### Quelldokument
Eine Rezension von Siegfried Wollgast


Jud Süß - Aufstieg und Fall

Hellmut G. Haasis:

Joseph Süß Oppenheimer, genannt Jud Süß

Financier, Freidenker, Justizopfer.

Rowohlt Verlag, Reinbek 1998, 479 S.

In unserer scheinbar universell aufgearbeiteten Welt gibt es doch immer wieder noch nicht aufgearbeitete Bereiche. Zu J. Süß Oppenheimer gibt es z. B. zwar viel Literatur von „rechts bis links“, aber H. G. Haasis (geb. 1942) hat erstmalig die Stuttgarter Prozeßakten für die vorliegende Biographie vollständig ausgewertet. Zudem die bislang nicht beachteten Kurpfälzer Akten in Karlsruhe, den Nachlaß in Frankfurt und die Münzakten in Darmstadt.

Die flüssig geschriebene Biographie widmet sich gerade dem Menschen Süß Oppenheimer, erst nach Erwürgen (nicht Erhängen) am höchsten Galgen des deutschen Reiches 12 m über dem Erdboden am 4. Februar 1738 durchgängig als „Jud Süß“ verunglimpft. Haasis schildert zunächst Familie, Geschwister und Jugend des im Februar bzw. März 1698 in Heidelberg Geborenen, und sein Umfeld. Beigegeben sind 12 Abbildungen, zumeist nach zeitgenössischen Stichen, drei Faksimile-Unterschriften sowie eine abgelichtete Seite aus dem letzten Brief des Delinquenten an seinen Verteidiger vom 5. 1. 1738. Etwa ab 1722 wirkte J. Süß Oppenheimer in Mannheim. Hier stieg er „langsam vom Kleinhandel über alle möglichen Aufträge zum Pächter eines staatlichen Monopols auf“ (S. 51), des kurpfälzischen Steuerpapiers. Damit war er „nicht mehr der jüdische Händler, sondern eher ein autodidaktischer Verwaltungsexperte, der einen enormen Schriftverkehr mit ausgeklügelten Darstellungen zu bewältigen hatte“ (S. 61). Die Zahlungspflichtigen rebellierten und wandelten ihre Zahlungsunwilligkeit gegenüber dem Kurfürsten in Judenhaß um. Dieser Judenhaß sollte Jud Süß auch in den Tod treiben. Leider ist dieser Gedanke bei Haasis nicht tragend, er wird vielfach nur einzelnen zugeschrieben. Wie ist es möglich, daß „plötzlich“ ein so ungeheurer Judenhaß in Württemberg tragbar wird, wie er sich am 20.3.1737 bei J. Süß Oppenheimers Verhaftung äußert (S. 320) oder bei seinem Transport zum Hinrichtungsort Stuttgart am 30.1.1738 (S. 415)? Wie ist dieser Haß generell erklärbar? Mate-rial gibt es dazu wahrlich genug. Haasis grenzt sich von Instrumentalisierungen dieses Hasses, wie sie Veit Harlans NS-Film von 1940 bezeichnet, ebenso ab wie von diesem Haß selbst. Er schildert Oppenheimers Leben im Detail, zeigt dabei, daß ihn keine Schuld trifft. Doch eingebettet ist seine Schilderung höchstens in die regionalen Verhältnisse. Sie erklären aber nicht den ganzen Antisemitismus in Deutschland.

### Gespeicherte Daten
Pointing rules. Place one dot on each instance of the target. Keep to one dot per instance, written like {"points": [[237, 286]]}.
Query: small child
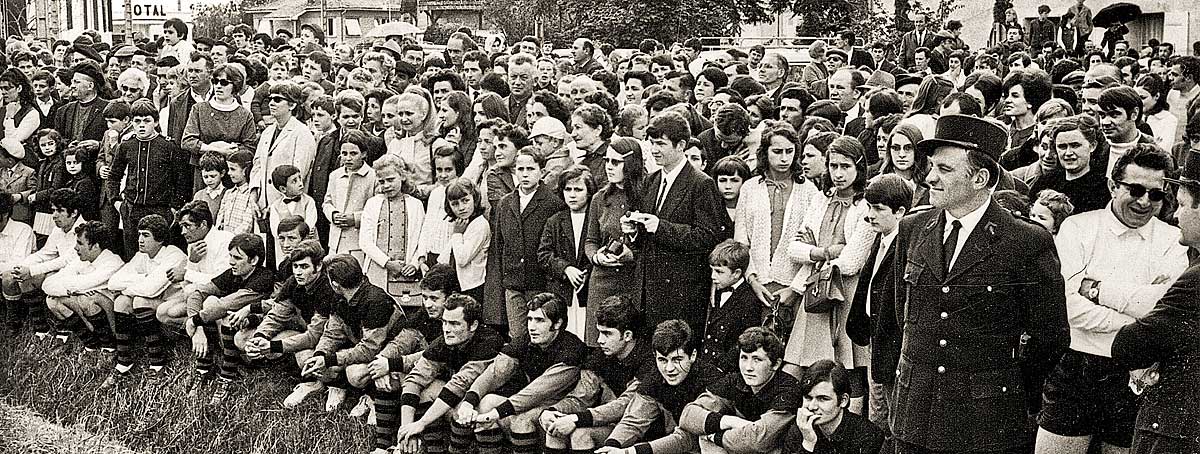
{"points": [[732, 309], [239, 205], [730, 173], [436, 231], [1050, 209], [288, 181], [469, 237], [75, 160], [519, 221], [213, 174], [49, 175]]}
---
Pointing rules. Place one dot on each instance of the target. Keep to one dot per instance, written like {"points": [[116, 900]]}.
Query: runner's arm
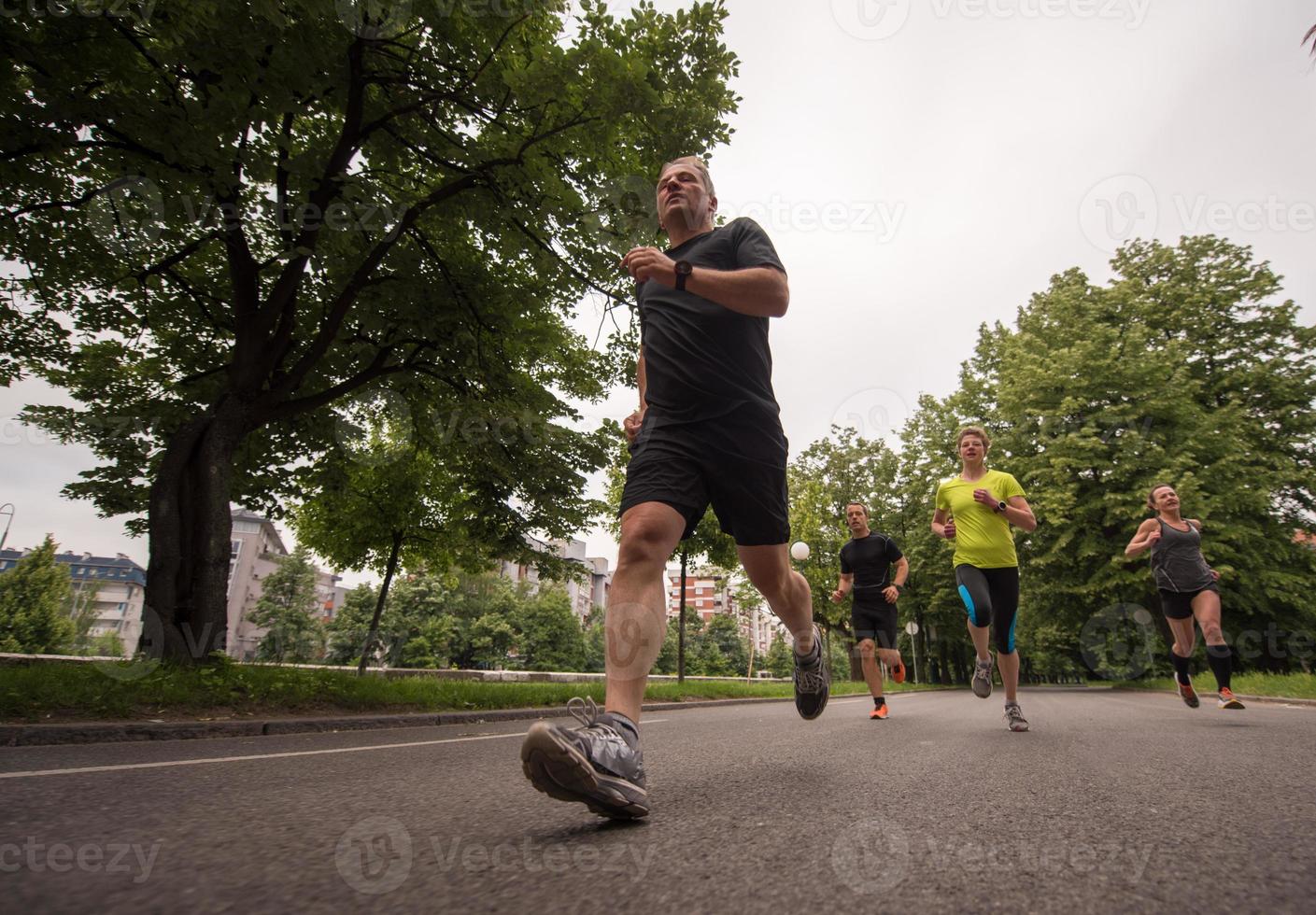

### Gestellte Aufgabe A
Beantworte anhand der Rezension diese Fragen:
(i) In welchem Jahr und bei welchem Verlag erschien die besprochene Biographie?
(ii) Wie viele Abbildungen sind der Biographie beigegeben?
(iii) Ab etwa welchem Jahr wirkte Süß Oppenheimer in Mannheim?
### Gestellte Aufgabe B
Gib die Passage der Rezension von „Eine Rezension von“ bis „Münzakten in Darmstadt.“ wieder und benenne darin „Prozeßakten“ in „Gerichtsakten“ um.
Die Datensätze sind eigenständiges Material.

### Ergebnis A
(i) 1998 im Rowohlt Verlag
(ii) 12 Abbildungen
(iii) Etwa ab 1722

### Ergebnis B
Eine Rezension von Siegfried Wollgast


Jud Süß - Aufstieg und Fall

Hellmut G. Haasis:

Joseph Süß Oppenheimer, genannt Jud Süß

Financier, Freidenker, Justizopfer.

Rowohlt Verlag, Reinbek 1998, 479 S.

In unserer scheinbar universell aufgearbeiteten Welt gibt es doch immer wieder noch nicht aufgearbeitete Bereiche. Zu J. Süß Oppenheimer gibt es z. B. zwar viel Literatur von „rechts bis links“, aber H. G. Haasis (geb. 1942) hat erstmalig die Stuttgarter Gerichtsakten für die vorliegende Biographie vollständig ausgewertet. Zudem die bislang nicht beachteten Kurpfälzer Akten in Karlsruhe, den Nachlaß in Frankfurt und die Münzakten in Darmstadt.